Dataset entries:
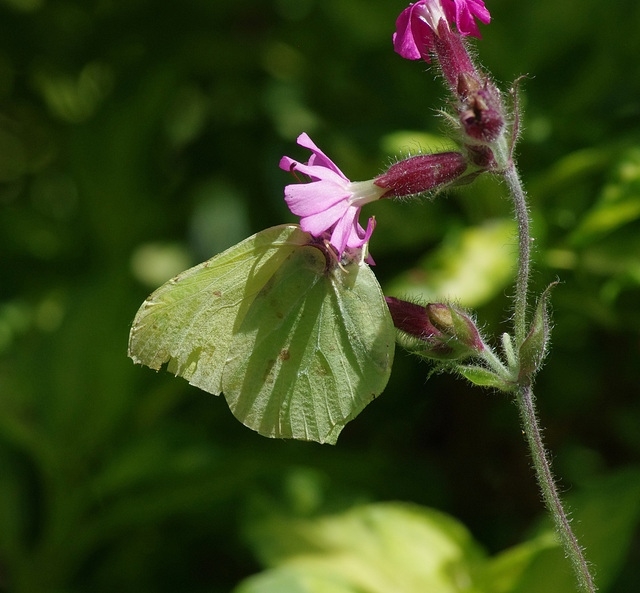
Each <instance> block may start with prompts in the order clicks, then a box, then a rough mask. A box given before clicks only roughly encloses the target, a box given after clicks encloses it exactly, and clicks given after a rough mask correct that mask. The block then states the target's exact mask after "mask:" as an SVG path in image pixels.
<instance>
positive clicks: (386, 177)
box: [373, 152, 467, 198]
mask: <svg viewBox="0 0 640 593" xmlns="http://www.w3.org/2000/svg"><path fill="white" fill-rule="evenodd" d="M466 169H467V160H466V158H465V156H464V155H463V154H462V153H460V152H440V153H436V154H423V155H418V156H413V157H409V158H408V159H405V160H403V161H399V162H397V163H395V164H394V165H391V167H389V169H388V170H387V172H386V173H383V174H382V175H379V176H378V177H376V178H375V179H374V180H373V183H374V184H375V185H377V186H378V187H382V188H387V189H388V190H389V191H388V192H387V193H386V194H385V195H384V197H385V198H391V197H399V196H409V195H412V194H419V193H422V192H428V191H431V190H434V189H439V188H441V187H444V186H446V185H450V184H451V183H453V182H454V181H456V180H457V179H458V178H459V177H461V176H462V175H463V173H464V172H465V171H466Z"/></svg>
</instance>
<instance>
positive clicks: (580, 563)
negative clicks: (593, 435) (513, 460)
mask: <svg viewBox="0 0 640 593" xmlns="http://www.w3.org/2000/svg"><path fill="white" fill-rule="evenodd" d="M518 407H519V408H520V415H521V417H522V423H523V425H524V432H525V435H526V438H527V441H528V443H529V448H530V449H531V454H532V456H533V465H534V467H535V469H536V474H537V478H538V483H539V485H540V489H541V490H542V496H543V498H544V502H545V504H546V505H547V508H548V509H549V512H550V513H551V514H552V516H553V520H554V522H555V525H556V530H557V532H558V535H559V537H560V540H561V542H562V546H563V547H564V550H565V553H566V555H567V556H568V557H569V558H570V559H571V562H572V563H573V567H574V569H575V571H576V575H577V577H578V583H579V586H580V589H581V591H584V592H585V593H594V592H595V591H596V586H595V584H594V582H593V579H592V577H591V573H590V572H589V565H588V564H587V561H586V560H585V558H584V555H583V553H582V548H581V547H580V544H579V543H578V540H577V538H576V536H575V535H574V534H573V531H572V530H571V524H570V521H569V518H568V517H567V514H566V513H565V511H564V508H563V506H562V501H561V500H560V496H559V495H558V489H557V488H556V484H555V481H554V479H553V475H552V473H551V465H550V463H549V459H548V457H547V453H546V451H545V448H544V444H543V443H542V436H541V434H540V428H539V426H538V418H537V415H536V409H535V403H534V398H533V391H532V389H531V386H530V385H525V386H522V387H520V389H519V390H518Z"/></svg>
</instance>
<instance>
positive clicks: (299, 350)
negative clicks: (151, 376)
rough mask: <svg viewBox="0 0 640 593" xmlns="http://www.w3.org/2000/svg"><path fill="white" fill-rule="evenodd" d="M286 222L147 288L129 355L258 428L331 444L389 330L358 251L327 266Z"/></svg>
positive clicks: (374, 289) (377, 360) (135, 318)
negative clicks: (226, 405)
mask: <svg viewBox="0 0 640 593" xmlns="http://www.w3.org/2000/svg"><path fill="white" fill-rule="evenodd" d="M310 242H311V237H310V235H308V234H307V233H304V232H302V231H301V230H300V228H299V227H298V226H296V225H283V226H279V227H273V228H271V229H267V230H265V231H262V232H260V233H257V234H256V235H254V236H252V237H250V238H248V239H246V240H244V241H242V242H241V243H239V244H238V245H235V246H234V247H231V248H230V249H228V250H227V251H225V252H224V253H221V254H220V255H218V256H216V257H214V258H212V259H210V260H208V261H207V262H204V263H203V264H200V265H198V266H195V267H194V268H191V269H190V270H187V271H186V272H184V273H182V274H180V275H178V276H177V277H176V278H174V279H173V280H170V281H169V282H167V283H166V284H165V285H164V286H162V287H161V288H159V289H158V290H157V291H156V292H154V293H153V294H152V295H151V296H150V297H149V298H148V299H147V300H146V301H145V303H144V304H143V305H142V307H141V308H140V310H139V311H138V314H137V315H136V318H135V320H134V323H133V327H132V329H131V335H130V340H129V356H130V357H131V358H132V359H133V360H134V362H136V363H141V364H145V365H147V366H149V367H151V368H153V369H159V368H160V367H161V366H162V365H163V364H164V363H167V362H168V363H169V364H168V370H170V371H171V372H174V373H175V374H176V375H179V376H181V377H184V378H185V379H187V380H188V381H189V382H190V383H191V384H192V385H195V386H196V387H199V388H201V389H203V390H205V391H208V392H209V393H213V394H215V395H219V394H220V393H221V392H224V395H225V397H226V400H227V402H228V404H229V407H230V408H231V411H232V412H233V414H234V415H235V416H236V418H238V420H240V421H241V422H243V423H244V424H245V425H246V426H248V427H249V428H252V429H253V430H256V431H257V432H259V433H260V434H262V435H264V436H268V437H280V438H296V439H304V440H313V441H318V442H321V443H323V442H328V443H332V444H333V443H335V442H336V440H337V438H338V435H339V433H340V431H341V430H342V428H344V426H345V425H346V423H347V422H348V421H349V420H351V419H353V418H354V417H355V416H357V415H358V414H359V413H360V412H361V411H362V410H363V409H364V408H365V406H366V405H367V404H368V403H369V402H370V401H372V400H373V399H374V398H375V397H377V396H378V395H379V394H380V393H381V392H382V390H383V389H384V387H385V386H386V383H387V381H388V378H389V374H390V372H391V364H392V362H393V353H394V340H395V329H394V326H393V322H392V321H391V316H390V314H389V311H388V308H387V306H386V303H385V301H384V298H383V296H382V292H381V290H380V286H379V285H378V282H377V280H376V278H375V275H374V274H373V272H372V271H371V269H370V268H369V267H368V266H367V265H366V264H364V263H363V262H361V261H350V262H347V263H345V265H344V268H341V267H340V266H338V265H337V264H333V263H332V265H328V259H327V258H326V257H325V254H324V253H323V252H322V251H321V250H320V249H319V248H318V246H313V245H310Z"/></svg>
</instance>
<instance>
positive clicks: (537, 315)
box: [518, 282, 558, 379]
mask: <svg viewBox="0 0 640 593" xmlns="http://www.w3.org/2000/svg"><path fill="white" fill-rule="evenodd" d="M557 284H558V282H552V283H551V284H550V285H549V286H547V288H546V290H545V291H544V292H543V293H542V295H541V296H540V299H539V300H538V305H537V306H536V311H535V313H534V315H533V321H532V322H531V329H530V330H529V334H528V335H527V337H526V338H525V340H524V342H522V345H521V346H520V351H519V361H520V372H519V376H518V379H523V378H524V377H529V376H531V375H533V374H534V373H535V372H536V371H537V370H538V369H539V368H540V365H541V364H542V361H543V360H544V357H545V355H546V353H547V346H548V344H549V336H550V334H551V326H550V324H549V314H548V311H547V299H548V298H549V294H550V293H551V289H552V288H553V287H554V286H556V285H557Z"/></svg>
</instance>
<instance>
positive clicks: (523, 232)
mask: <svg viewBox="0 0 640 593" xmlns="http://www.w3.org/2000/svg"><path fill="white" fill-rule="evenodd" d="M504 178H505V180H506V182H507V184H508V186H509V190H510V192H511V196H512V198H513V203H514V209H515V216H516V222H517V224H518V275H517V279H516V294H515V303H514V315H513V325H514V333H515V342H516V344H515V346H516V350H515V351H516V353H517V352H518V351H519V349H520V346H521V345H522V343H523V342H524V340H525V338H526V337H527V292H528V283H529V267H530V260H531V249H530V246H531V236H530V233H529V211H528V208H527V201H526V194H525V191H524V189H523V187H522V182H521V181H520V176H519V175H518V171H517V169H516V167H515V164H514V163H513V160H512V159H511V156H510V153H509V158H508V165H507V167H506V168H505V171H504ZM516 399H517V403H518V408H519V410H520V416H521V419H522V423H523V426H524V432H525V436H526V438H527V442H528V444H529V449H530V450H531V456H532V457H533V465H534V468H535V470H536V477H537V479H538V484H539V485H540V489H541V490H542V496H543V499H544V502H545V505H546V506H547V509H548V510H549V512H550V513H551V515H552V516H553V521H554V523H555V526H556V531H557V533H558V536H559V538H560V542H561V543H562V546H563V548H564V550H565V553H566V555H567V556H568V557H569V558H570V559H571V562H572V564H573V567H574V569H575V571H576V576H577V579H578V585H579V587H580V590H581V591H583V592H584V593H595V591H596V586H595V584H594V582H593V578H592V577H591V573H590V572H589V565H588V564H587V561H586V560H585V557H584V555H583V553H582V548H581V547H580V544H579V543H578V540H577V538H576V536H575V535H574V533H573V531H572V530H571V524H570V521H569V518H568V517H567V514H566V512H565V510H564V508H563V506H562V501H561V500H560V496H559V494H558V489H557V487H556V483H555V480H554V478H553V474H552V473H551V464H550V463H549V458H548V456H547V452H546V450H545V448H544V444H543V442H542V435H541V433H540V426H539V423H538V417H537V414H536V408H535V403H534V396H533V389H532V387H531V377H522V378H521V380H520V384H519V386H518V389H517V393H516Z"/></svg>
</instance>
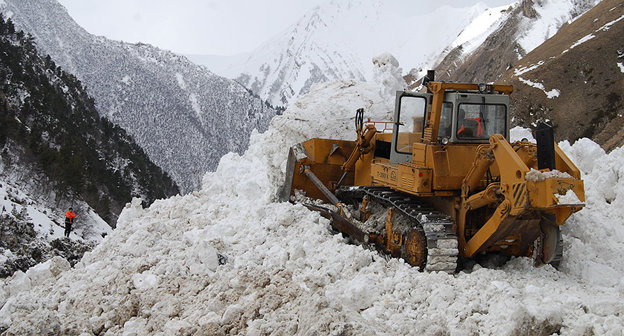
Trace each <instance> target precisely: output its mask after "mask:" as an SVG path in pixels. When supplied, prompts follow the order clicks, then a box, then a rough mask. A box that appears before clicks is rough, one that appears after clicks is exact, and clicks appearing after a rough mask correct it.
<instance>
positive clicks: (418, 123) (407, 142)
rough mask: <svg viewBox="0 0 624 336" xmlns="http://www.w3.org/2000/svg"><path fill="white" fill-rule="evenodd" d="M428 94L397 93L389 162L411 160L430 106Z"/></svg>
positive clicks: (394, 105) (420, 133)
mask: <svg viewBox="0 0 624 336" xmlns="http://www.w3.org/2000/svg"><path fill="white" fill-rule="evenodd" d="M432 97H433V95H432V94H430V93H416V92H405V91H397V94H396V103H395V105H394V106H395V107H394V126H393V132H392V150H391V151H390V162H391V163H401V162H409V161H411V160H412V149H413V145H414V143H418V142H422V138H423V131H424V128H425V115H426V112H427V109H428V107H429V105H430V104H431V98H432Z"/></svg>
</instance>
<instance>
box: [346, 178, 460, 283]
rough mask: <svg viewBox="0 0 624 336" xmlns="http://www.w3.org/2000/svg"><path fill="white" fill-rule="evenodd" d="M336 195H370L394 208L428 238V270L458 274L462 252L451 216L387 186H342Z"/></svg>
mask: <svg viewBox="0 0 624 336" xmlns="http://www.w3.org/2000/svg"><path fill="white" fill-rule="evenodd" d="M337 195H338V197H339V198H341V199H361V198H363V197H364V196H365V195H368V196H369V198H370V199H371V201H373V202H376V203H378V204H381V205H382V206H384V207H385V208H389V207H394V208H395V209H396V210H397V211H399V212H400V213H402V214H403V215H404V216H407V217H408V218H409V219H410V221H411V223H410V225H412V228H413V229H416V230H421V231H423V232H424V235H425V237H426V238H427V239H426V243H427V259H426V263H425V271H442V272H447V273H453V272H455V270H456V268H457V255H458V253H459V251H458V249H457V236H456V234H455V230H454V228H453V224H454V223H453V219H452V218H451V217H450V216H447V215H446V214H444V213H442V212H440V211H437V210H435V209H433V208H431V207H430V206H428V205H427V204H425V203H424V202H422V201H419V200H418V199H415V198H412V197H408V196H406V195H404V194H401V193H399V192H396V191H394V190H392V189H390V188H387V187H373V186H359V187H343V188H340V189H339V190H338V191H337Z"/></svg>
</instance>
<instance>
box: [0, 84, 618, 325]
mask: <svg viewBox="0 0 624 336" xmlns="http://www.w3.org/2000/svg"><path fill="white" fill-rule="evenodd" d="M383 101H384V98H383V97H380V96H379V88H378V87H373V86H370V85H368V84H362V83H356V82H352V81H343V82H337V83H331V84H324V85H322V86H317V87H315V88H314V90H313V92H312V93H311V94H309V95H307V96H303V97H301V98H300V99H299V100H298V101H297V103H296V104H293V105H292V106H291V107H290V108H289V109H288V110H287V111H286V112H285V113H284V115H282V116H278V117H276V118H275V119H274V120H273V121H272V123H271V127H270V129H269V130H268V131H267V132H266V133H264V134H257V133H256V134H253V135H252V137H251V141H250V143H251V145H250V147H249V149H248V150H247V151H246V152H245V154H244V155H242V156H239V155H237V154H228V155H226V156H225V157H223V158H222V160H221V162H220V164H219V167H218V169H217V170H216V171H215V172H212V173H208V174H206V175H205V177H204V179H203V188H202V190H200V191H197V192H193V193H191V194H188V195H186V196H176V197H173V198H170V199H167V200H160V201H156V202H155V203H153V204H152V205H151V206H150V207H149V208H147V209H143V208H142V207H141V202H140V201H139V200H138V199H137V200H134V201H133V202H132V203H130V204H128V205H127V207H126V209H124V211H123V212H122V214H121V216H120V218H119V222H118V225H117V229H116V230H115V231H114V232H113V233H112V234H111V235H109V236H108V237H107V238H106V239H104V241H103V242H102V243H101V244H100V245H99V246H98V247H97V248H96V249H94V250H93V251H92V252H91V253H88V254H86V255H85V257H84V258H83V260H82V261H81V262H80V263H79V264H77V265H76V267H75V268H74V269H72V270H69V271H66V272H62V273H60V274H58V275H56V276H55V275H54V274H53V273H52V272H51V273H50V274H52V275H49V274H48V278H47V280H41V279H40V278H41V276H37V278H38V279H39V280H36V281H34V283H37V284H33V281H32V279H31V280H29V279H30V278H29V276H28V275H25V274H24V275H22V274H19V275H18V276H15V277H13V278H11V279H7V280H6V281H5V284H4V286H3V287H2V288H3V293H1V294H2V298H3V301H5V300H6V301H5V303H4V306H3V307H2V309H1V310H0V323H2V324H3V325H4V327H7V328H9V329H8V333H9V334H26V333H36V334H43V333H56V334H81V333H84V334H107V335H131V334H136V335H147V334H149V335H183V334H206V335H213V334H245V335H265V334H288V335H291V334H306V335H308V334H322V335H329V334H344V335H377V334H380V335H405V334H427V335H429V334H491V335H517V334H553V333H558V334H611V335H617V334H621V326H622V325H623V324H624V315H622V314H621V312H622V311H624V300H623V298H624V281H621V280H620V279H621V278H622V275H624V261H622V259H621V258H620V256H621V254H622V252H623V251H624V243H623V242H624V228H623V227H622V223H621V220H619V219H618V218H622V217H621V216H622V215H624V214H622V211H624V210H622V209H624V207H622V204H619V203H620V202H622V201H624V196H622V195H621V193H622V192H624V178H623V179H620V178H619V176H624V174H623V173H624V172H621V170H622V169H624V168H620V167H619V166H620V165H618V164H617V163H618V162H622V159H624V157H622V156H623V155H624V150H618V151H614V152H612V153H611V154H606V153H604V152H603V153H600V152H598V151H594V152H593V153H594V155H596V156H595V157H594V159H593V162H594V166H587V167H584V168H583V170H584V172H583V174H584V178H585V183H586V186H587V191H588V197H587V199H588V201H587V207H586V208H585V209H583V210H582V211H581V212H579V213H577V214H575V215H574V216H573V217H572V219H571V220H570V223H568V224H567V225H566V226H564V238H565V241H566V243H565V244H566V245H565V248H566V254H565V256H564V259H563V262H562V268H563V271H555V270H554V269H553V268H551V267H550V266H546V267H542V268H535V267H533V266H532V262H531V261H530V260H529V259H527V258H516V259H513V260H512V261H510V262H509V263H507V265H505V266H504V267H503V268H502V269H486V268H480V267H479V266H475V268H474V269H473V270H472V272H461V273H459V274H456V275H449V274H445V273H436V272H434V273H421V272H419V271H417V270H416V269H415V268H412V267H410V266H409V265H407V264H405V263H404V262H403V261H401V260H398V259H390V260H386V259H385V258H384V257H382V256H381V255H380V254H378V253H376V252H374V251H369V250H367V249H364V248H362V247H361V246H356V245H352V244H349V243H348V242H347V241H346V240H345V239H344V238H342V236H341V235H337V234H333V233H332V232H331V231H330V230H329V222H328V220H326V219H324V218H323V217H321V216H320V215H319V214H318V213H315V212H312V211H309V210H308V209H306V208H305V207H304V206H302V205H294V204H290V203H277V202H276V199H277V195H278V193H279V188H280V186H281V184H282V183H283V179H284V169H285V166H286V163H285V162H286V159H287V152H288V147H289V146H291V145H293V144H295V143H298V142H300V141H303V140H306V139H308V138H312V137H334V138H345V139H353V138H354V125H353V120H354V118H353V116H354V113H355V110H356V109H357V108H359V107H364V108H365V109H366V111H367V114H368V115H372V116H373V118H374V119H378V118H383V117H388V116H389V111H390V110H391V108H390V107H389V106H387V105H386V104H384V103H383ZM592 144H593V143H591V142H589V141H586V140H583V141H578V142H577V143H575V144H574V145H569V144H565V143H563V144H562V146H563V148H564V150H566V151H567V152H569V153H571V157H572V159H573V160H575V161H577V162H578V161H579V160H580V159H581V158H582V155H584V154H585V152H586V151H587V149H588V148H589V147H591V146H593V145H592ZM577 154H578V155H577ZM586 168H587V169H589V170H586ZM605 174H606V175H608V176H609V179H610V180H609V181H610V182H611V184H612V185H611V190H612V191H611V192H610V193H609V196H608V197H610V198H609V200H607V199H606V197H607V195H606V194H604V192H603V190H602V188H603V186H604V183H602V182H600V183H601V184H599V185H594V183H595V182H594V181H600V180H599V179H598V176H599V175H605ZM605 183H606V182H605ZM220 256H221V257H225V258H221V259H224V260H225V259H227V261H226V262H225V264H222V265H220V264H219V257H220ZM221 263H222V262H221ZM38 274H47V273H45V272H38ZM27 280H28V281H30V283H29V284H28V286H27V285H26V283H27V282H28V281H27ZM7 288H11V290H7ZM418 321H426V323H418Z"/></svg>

To do: For each line in the entries that holds "positive", return that line.

Output:
positive clicks: (386, 177)
positive clicks: (580, 563)
positive clicks: (299, 350)
positive clicks: (374, 289) (377, 360) (135, 318)
positive clicks: (537, 315)
positive clicks: (523, 232)
positive clicks: (418, 123) (407, 142)
positive clicks: (394, 105) (420, 133)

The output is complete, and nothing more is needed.